SHORT TASK → Set out every line of the rows below as a JSON list of strings, one string per line, leaving out blank lines and the pictures.

══════

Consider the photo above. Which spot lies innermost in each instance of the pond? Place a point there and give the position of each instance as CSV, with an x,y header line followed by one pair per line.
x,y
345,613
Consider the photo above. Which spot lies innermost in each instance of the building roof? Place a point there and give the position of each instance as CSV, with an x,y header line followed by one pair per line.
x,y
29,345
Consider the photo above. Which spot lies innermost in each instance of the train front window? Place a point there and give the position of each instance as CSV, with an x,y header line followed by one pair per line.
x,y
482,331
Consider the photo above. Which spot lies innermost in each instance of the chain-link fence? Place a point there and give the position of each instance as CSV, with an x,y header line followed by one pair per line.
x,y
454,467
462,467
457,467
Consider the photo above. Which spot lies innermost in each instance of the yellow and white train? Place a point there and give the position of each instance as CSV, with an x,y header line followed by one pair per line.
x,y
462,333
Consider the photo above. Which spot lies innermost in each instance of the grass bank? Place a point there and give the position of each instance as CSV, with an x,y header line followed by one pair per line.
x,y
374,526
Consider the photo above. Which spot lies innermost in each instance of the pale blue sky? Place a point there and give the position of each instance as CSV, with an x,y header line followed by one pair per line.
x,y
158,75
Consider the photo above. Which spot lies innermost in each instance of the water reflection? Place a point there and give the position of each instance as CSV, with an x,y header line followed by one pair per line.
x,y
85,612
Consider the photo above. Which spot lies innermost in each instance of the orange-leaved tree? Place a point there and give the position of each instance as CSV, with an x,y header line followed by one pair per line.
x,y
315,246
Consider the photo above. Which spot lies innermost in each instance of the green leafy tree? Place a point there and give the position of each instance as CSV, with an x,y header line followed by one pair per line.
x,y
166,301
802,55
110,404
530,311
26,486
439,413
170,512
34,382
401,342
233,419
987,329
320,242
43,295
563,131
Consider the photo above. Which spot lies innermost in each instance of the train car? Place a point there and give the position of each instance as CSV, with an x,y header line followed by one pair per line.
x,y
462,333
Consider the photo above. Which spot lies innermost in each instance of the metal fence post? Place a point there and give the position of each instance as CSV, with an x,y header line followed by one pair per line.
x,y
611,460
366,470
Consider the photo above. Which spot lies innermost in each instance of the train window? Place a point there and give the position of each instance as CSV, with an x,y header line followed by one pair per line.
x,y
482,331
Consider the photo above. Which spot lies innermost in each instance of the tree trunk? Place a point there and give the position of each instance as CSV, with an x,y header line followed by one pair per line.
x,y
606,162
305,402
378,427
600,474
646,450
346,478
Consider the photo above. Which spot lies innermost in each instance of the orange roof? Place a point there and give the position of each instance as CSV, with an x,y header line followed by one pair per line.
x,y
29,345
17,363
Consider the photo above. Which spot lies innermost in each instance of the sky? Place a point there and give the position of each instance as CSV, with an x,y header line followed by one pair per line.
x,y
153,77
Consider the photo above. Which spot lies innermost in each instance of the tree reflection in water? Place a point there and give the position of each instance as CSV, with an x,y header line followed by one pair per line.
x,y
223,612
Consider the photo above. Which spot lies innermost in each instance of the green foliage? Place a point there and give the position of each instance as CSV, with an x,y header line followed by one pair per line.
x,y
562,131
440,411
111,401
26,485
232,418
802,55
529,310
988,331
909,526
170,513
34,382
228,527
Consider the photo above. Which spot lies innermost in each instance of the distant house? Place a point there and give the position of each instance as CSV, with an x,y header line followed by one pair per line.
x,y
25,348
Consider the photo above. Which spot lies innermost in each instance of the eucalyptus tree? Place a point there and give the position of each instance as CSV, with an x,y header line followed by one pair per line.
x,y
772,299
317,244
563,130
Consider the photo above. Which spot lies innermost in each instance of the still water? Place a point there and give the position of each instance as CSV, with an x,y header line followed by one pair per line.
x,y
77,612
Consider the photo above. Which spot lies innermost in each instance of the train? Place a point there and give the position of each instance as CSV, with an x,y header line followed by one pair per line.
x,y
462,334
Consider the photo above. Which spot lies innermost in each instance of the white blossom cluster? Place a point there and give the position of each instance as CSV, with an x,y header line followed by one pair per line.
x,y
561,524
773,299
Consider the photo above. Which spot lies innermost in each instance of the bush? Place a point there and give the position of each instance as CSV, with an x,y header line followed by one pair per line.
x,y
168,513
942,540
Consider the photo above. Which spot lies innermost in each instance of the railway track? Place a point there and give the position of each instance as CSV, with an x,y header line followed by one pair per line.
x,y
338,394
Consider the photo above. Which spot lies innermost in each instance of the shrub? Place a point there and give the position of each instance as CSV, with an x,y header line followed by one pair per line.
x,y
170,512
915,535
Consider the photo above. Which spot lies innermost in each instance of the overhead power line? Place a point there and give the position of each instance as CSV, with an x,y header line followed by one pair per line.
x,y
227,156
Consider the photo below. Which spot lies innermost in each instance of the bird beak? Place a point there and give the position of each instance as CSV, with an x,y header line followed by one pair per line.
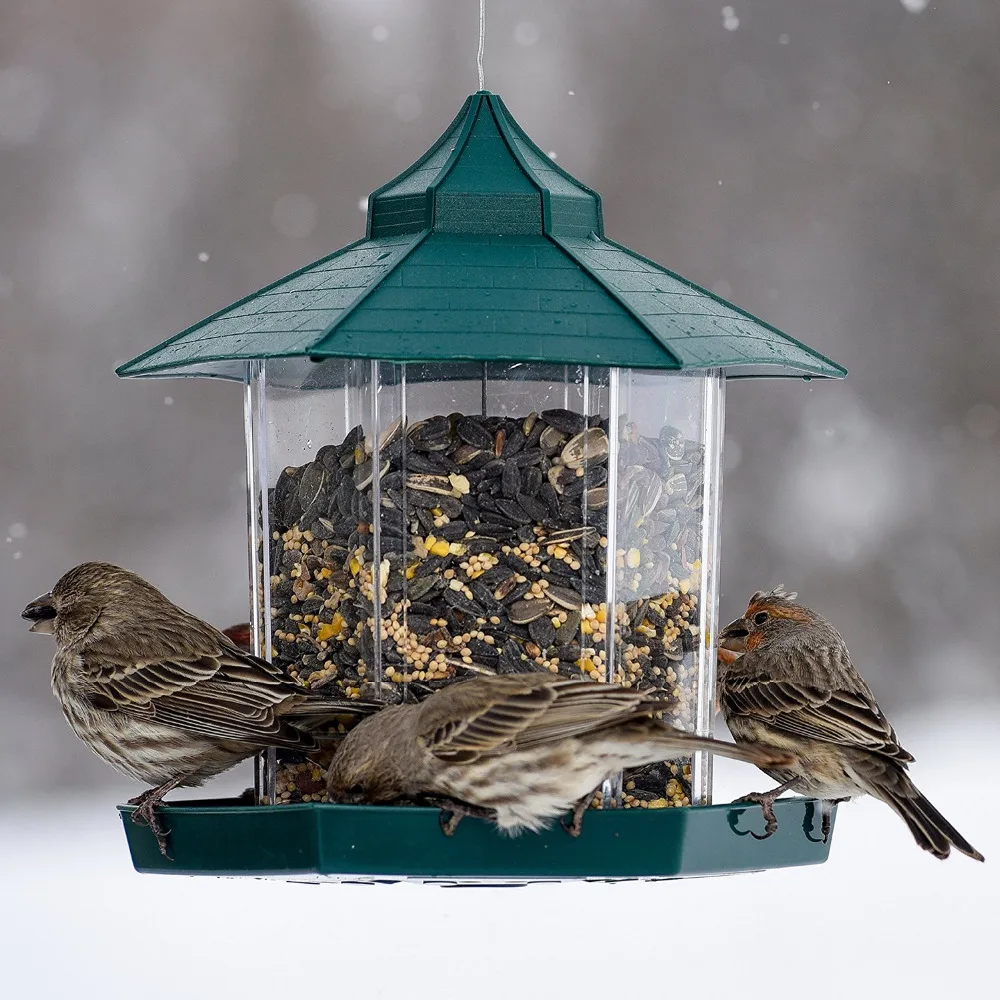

══════

REPLY →
[
  "Consider the photo above. Which spot lies innermost in each instance of the pond? Place a point there and give the position of each instance as CSV, with an x,y header line followed by one pair per line.",
  "x,y",
  "345,613",
  "Consider the photo above. Which spot lies innermost in each instance of the building roof? Place a point there and give the position of each instance as CSV, with an x,y header line followed by one pair per line.",
  "x,y",
  "29,345",
  "Consider the photo above. Which spot lies innermost in each instance of the train front window? Place a point there and give the position of each instance as CSV, with an x,y header line followed by one pair per line.",
  "x,y",
  "482,331",
  "Consider the photo above. Which spot lies innermost in each instance of the chain-link fence? Place a point there and give the position of each instance as CSV, with an x,y header line followed by one pair per line.",
  "x,y",
  "454,467",
  "462,467",
  "457,467",
  "Consider the photo above. Which spot lies innermost in each instance of the yellow and white train? Place a point there and give the position of each instance as CSV, with an x,y header line followed by one pair per line.",
  "x,y",
  "462,333",
  "Consider the photo above. Which spot lies innermost in each instance of the grass bank? Place a point there and give the position of each instance as CSV, with an x,y header line followed by one pair per line.",
  "x,y",
  "374,526",
  "Consider the photo above. Which spot lies innermost in each instance of the pale blue sky? Place a point there and give the position of each instance as CSV, with an x,y header line followed by one pair per line.",
  "x,y",
  "158,75",
  "Consider the photo above. Which spot lies innermost in each instance of the water reflection? Place a point there and give the position of each instance as CSV, with an x,y header line followed by one pair per line.",
  "x,y",
  "85,612",
  "Consider the photo above. Which spot lies innermost in each instance of the orange-leaved tree? Place a point there and give the position of each instance as CSV, with an x,y header line followed by one pair per line.",
  "x,y",
  "315,246",
  "Consider the photo above. Which spot lies innermost in each instance of the green leafy tree? Place a point there and give the position of each instance as CSV, with an x,y header line followed by one pair per line.",
  "x,y",
  "166,301",
  "802,55",
  "110,404",
  "530,311",
  "26,486",
  "439,413",
  "170,512",
  "34,382",
  "401,342",
  "233,419",
  "987,329",
  "320,242",
  "43,295",
  "563,131",
  "Consider the photo above. Which spot lies innermost in each instance of the train car? Place a point there and give the position of each instance as CSV, with an x,y header line followed by one pair per line.",
  "x,y",
  "462,333",
  "Consider the photo above. Which spot lies innermost in each instance of the metal fence post? Place a point there and give the position of each instance as CSV, with an x,y header line followed by one pair per line.",
  "x,y",
  "611,460",
  "366,470",
  "Consider the photo above. Which spot lies innermost in each instance of the train window? Place a point there and give the position of each instance as CSV, with an x,y header line followed by one pair per line.",
  "x,y",
  "482,331",
  "Consider the photo above. Which spot lies innermost in each instance of the tree trunk? Place a point there and give the position of each instance as CSV, with an x,y header line followed by one pair per line.",
  "x,y",
  "606,162",
  "305,402",
  "378,427",
  "600,474",
  "646,450",
  "346,478",
  "Consider the photo above. Which spot lies innermost in each instance of the orange roof? Place a point there and give the position of each instance as CSV, with an x,y header line followed by one pair per line.",
  "x,y",
  "29,345",
  "17,363",
  "Consider the photo above. Which spot lies innermost in each instance of the sky? Place a point there and give the position of each instance as CSV, with an x,y header line followed by one pair per line.",
  "x,y",
  "153,77",
  "Consider the photo above. Which spot lies innermost in each instance of the tree reflection in water? Place a point there and give the position of each instance as CSV, with an x,y header line followed by one pair per line.",
  "x,y",
  "223,612",
  "Consider the photo above. Which spot lies innermost in each instance of the green foliage? Place a point there and give the position of each instance as CSV, with an x,y header line followed by one pair per line.",
  "x,y",
  "562,131",
  "440,411",
  "111,401",
  "26,485",
  "232,418",
  "802,55",
  "529,310",
  "988,331",
  "909,526",
  "170,513",
  "34,382",
  "228,527",
  "Consider the photo above. Which spot lies innermost in each instance of the distant house? Place a point there and give the position of each instance as CSV, with an x,y header line followed by one pair per line.",
  "x,y",
  "25,348",
  "Consider the photo above. Which spot lies innermost in each instance of the eucalyptus tree? Place a point there and give the position of each instance as CSV, with an x,y header line followed by one pair per line.",
  "x,y",
  "772,299",
  "317,244",
  "563,130",
  "Consider the photo above. Which spot lies innermost in each instance of the still water? Place a point there and give the position of each instance as CSV, with an x,y header line followed by one pair per line.",
  "x,y",
  "77,612",
  "Consider the photo above. Which spot lies innermost in each instance of the train? Place a point there and give the position of each instance as CSV, with an x,y header line followed by one pair per line.",
  "x,y",
  "462,334",
  "Consider the photo above. Which spot lies innermost in each instance of the white blossom cluster? Place a point there and give the position of each instance as CSV, with an x,y header line followed by one pair per line.",
  "x,y",
  "561,524",
  "773,299",
  "Consider the photo above. Which spot lies innermost in each instance of the bush? Place a point there and give the position of each instance as CSV, with an x,y header line followed by one pair per line.",
  "x,y",
  "168,513",
  "942,540",
  "Consider the photo above. Which spot lies innermost in each instance of the railway track? Place a point there and give the position of each instance as CSV, with an x,y header line followed by one pair per line.",
  "x,y",
  "338,394",
  "Consider the photo above. Which spot lies innermost in each instance of the shrub? Place a point there and give the position of each instance as CSV, with an x,y header line followed by one pair per line.",
  "x,y",
  "170,512",
  "915,535",
  "Consider the photo above. Which spot lies innermost in each instance of the overhead power line? Place a point there and give the position of each instance as CSV, with an x,y header line followed by one pair per line.",
  "x,y",
  "227,156",
  "Consider the photo below. Which spot lies innermost in each instance of the bird beak? Place a point there and give the position of each instance as CSV, with an x,y header line followed by one pair per line."
]